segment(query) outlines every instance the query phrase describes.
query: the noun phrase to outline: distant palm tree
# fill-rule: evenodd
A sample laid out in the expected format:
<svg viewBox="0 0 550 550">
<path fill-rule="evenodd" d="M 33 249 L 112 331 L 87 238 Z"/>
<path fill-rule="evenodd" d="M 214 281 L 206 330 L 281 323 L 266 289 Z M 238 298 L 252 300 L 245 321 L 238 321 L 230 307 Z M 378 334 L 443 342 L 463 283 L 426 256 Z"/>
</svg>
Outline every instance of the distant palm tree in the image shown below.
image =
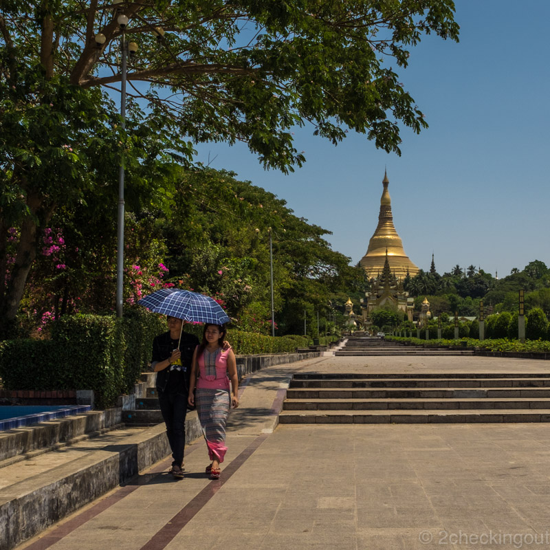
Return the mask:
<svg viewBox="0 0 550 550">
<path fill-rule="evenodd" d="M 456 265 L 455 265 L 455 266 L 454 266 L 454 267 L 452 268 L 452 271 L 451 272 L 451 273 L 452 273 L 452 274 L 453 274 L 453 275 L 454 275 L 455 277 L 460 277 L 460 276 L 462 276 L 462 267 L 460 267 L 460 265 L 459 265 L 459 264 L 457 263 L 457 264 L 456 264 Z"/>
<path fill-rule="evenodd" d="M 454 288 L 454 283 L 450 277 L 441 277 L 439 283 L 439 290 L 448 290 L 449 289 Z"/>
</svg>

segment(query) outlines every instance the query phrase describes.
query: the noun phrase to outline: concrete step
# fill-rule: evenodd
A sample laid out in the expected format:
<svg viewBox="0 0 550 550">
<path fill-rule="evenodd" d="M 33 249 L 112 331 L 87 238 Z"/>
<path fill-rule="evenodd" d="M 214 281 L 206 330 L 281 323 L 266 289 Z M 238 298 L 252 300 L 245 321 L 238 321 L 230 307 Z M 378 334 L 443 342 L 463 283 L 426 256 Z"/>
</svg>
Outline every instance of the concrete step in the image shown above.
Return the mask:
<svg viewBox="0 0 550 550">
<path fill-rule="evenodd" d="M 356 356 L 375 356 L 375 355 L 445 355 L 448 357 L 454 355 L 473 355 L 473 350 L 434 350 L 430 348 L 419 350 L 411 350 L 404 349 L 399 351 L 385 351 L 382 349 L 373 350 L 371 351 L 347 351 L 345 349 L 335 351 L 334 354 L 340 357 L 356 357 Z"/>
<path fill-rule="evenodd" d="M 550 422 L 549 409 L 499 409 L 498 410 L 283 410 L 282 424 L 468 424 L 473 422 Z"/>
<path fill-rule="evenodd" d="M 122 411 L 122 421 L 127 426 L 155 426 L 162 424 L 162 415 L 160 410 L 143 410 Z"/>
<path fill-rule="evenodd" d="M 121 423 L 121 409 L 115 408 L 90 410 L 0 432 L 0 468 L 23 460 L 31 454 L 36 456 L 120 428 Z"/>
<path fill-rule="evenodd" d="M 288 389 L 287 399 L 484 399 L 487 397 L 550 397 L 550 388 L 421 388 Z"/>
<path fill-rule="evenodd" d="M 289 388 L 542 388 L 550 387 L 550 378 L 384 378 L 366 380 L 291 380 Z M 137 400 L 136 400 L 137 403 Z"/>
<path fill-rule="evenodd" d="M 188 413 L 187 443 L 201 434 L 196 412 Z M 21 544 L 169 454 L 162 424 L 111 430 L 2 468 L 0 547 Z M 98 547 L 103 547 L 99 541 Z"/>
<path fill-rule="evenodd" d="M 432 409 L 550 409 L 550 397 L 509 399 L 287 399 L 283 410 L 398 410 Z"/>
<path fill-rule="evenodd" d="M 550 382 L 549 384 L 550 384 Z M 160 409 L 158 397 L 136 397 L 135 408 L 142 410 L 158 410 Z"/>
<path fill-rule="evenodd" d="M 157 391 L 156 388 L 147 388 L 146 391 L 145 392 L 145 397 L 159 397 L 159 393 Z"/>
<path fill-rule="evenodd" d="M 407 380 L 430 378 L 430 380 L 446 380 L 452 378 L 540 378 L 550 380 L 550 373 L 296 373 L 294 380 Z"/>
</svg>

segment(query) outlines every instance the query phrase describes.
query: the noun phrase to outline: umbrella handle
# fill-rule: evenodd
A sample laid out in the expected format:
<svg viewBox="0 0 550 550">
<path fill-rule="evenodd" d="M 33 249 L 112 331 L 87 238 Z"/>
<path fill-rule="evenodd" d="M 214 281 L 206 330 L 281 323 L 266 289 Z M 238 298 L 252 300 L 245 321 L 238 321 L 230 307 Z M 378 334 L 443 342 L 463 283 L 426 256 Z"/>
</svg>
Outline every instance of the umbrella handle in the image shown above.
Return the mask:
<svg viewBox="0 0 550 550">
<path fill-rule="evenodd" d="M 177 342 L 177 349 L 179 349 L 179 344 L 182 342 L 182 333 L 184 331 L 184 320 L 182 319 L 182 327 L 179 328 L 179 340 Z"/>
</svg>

________________________________________

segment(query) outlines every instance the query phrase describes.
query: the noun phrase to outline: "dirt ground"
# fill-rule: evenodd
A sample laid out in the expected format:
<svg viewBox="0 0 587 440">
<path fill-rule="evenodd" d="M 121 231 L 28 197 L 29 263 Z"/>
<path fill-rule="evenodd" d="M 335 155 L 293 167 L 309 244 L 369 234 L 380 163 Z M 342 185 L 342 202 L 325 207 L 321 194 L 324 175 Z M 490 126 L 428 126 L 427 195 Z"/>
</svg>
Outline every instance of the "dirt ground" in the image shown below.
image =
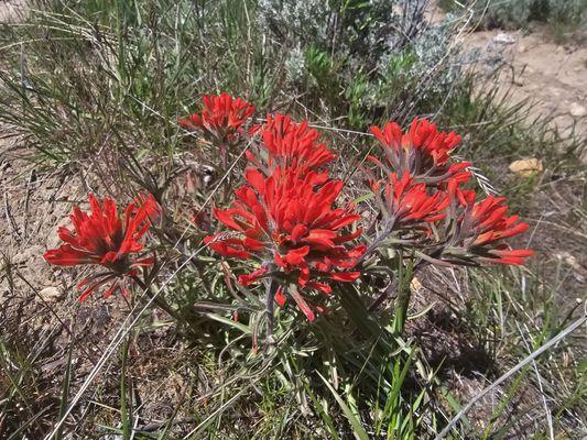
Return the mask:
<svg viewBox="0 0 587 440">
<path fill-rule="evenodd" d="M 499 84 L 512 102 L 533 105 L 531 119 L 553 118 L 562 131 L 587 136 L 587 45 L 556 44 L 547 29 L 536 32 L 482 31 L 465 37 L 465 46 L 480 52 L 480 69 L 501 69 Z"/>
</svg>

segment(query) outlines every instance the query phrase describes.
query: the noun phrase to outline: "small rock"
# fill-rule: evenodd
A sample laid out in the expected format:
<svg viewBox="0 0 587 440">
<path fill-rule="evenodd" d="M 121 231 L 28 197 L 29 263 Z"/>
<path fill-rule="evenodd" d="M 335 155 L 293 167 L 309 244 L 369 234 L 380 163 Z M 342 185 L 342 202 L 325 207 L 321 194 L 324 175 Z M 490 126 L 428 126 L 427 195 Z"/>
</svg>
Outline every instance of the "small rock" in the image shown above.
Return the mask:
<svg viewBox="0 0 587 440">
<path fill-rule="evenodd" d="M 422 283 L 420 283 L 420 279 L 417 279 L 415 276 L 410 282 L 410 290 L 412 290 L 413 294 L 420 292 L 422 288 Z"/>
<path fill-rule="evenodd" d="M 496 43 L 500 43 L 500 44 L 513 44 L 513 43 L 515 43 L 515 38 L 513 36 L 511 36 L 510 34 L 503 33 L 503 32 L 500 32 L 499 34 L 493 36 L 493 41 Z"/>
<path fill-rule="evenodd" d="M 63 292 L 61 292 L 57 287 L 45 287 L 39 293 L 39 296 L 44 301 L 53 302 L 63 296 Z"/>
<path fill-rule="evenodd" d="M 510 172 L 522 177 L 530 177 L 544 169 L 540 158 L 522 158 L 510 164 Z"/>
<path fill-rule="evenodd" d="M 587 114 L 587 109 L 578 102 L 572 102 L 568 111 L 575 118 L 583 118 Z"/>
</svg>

________________________________________

▶ _Stated exercise_
How many lines of the items above contain the word "noun"? Case counts; give only the number.

▶ _Answer to the problem_
5